Duplicate the part of the Philippine independence sites article that runs between "With good road" and "leisure come together.", inclusive.

▶ _Document extract_:
====
Trails of Freedom: Celebrate Philippine Independence At These Historic Sites
Before flying out to foreign lands, get to know our own historic sites and relive our revolutionary spirit! Here’s where to begin
Independence Day is arguably the most opportune time to visit or revisit the historic spots which figured in the country’s libertarian struggle which ended 333 years of Spanish rule, and consummated with the birth of first democratic republic in Asia.
With good road networks and nearby recreational and leisure sites, here are some of the must-see destinations where history and leisure come together.
The center of June 12 celebrations with the iconic Aguinaldo Shrine in Kawit where independence was proclaimed, this province is a hallowed battleground between freedom fighters and Spanish colonizers. Noteworthy battlegrounds worth visiting are the Battle of Binakayan Site in Kawit, one of the most decisive victory of the Filipinos, and the Battle of Alapan Site in Imus where the newly-sewn national flag was first unfurled.
Retrace the last days of Katipunan Supremo Andres Bonifacio, starting from the Casa Hacienda de Tejeros in Rosario where the controversial Tejeros Convention was held in 1897, the Bonifacio Shrine in Indang where he was wounded and captured by Aguinaldo’s men, the Reyes house in Maragondon where he and his brother Procopio were sentenced to death, and the nearby Assumption of Our Lady Church where the siblings were imprisoned before their execution at Mt. Buntis.
An equally historic spot is Barasoain Church, where the Malolos Congress framed the first Philippine Constitution and inaugurated the Republic four months later. These glorious events are chronicled at the Church’s convent’s light and sound museum. At the heart of Malolos is the Kamestizuhan district where Spanish-era ancestral homes, many of which became temporary offices of the newly-formed government.
====
Records from a dataset:
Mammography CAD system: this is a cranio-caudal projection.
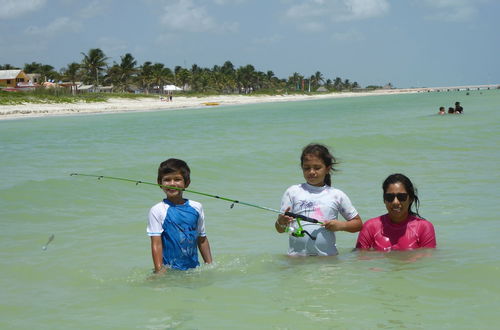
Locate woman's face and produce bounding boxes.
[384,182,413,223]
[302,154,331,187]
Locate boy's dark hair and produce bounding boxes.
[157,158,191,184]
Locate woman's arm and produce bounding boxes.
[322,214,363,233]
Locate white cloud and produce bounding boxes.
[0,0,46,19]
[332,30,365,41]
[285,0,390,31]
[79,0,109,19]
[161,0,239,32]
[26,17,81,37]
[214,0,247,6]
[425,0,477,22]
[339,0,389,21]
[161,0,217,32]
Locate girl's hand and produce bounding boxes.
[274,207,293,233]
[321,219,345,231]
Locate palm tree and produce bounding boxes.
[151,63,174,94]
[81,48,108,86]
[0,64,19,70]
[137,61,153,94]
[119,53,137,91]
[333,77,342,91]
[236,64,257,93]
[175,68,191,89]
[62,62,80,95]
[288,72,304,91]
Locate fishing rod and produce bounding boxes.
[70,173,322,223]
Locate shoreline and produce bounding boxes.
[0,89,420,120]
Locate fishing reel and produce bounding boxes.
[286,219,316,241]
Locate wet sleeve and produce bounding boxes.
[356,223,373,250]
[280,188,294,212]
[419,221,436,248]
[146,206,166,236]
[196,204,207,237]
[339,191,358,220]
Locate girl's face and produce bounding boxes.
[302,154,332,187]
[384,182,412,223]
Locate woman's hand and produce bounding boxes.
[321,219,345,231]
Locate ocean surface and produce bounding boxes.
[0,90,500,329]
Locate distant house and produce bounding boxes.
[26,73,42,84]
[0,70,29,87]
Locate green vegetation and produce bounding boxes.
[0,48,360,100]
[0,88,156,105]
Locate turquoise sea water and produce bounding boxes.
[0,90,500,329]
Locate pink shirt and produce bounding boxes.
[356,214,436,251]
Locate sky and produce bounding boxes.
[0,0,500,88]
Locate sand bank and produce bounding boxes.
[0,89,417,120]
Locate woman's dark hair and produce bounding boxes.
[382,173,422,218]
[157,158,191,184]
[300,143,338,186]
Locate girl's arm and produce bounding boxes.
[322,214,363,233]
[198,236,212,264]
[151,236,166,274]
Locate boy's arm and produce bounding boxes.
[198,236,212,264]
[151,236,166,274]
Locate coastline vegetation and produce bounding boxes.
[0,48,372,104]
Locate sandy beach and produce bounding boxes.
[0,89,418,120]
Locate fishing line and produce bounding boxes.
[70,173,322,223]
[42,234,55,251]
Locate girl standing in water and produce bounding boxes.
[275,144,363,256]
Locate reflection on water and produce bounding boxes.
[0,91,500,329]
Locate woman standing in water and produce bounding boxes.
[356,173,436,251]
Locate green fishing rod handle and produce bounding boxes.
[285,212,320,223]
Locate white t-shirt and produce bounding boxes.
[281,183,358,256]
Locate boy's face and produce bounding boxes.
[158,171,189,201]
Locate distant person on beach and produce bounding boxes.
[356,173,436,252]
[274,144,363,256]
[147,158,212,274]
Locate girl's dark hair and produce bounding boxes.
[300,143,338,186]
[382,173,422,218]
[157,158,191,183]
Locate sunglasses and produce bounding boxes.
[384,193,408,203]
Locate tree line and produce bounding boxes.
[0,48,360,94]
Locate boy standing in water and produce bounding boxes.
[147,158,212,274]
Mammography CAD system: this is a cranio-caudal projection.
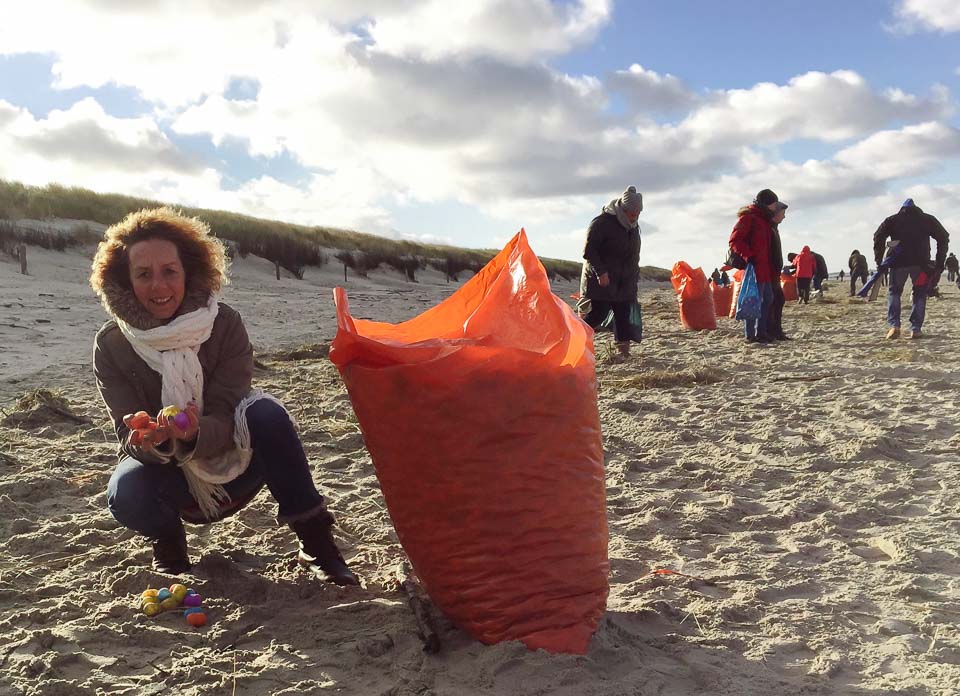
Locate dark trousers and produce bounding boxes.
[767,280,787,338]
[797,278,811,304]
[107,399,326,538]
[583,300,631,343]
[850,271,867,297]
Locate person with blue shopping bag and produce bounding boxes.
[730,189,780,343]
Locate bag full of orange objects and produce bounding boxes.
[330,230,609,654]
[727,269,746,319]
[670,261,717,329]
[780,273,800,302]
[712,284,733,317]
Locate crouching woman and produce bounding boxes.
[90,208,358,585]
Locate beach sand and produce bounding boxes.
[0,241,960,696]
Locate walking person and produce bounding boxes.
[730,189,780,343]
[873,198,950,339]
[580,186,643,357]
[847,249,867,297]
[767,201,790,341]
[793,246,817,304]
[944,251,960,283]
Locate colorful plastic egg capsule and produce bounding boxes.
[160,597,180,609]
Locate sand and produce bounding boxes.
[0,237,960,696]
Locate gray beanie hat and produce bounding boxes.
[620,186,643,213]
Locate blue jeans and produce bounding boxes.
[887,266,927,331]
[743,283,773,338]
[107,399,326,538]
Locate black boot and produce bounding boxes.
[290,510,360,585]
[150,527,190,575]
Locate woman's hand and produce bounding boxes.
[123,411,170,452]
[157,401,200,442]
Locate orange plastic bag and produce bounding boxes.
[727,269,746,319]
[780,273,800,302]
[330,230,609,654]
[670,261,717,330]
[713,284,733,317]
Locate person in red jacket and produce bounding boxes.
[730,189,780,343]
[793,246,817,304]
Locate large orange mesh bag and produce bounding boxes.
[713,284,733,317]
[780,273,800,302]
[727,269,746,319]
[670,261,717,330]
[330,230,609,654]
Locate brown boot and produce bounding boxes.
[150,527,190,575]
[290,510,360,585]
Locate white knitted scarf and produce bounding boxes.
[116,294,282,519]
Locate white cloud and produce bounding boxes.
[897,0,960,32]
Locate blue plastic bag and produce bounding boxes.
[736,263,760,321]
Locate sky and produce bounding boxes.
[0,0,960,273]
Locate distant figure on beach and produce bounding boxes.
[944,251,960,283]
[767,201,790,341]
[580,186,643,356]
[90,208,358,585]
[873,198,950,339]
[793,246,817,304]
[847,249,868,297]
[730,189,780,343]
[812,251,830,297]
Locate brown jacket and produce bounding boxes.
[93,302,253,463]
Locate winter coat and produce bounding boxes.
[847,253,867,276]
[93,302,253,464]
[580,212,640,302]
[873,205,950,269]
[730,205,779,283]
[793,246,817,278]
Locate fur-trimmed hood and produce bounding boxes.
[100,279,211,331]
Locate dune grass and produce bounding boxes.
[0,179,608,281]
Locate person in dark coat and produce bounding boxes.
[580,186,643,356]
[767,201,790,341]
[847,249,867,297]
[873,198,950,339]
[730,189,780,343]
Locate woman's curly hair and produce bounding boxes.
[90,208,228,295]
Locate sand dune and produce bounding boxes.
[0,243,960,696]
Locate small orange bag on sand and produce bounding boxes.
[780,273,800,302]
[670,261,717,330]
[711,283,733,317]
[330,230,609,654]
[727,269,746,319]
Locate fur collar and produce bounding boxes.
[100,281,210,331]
====
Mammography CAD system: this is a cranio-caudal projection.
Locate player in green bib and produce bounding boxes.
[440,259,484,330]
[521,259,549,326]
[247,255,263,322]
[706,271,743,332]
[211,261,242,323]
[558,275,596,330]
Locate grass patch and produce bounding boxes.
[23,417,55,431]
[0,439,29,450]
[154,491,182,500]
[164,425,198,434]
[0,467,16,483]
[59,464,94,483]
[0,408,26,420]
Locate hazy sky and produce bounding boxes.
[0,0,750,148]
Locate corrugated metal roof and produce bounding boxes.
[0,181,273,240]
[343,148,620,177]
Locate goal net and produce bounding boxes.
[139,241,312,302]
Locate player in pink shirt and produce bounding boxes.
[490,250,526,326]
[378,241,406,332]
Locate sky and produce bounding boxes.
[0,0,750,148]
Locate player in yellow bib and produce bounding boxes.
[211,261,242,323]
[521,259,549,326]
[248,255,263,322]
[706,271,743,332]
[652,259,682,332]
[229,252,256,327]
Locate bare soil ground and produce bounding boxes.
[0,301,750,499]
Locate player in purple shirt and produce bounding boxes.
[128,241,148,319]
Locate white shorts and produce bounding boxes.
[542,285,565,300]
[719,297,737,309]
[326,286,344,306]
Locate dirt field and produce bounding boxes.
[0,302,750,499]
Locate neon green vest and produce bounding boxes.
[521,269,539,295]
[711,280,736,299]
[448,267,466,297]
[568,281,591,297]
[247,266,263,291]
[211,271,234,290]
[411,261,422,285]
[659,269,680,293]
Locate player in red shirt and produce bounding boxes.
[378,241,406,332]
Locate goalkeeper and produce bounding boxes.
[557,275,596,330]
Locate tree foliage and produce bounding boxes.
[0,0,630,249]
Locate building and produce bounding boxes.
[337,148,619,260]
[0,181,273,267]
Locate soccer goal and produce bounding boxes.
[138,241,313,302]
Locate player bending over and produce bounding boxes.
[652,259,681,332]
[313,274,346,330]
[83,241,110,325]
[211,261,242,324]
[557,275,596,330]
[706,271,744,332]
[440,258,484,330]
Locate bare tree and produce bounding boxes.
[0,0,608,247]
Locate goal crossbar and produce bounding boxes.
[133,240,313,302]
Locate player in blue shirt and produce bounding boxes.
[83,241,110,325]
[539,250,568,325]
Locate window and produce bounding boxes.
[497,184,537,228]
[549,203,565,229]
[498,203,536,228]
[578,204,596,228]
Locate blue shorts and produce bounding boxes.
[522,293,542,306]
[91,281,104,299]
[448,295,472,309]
====
▶ _Task answer_:
With good road networks and nearby recreational and leisure sites, here are some of the must-see destinations where history and leisure come together.